Entries taken from a collection
══════
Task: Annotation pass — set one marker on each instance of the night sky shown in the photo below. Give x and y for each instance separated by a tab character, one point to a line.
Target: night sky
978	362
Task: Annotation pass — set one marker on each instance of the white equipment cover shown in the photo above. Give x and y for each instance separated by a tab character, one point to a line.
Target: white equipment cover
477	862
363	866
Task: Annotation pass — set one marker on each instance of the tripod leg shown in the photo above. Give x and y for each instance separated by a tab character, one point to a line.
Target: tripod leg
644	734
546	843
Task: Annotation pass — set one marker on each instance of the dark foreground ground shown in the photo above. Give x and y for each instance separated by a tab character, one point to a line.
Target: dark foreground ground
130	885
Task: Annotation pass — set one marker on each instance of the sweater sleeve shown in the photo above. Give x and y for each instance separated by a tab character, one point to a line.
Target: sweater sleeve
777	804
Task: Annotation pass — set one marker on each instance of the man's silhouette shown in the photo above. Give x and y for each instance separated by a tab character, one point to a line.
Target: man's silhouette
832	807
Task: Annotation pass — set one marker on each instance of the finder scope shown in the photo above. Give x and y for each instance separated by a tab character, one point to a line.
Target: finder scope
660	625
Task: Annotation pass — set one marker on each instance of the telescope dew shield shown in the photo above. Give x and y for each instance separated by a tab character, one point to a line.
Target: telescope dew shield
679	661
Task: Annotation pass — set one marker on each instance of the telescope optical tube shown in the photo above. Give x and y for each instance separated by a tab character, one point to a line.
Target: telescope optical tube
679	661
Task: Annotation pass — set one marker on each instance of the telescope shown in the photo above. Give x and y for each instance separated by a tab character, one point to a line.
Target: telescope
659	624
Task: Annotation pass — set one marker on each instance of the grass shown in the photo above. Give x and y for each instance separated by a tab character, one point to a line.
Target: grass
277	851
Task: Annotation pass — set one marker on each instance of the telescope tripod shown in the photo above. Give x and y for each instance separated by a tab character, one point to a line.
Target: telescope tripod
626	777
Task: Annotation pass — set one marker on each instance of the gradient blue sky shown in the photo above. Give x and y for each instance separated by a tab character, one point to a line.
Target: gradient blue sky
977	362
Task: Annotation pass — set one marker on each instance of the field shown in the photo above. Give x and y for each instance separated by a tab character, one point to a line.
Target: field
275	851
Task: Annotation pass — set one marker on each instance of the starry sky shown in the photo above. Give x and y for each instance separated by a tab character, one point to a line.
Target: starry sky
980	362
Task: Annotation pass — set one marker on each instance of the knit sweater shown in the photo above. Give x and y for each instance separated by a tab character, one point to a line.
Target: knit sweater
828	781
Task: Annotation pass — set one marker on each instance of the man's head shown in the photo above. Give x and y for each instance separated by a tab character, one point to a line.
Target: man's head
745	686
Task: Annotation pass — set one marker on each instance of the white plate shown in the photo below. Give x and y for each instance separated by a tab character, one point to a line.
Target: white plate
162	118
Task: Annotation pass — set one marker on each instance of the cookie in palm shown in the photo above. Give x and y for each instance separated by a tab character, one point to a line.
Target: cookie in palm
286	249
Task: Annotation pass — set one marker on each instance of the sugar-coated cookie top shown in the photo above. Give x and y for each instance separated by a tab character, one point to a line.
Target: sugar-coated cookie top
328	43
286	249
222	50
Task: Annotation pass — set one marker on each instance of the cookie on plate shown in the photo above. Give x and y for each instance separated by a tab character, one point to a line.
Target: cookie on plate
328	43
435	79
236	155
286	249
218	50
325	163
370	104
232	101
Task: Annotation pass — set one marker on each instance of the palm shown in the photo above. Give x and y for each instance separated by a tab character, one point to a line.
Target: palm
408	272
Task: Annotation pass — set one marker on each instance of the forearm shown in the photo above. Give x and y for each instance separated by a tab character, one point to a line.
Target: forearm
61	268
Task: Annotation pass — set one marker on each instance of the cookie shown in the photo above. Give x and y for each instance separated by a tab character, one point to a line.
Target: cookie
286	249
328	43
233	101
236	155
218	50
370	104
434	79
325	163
══════
=== PROBLEM REQUIREMENTS ===
Output the items from the line containing "the cookie shown" through the end of the items as a Markdown table with the columns Row and Line. Number each row and skip any blank lines.

=== EXERCISE ANSWER ===
| Row | Line |
|---|---|
| 1 | Task: Annotation pass — set one marker on each instance of the cookie shown in the photo above. Give x and y for each instance separated by a tab character, one point to a line. |
| 2 | Target: cookie |
| 3 | 286	249 |
| 4 | 328	43 |
| 5 | 233	101 |
| 6 | 236	155 |
| 7 | 218	50 |
| 8 | 370	104 |
| 9 | 434	79 |
| 10 | 325	163 |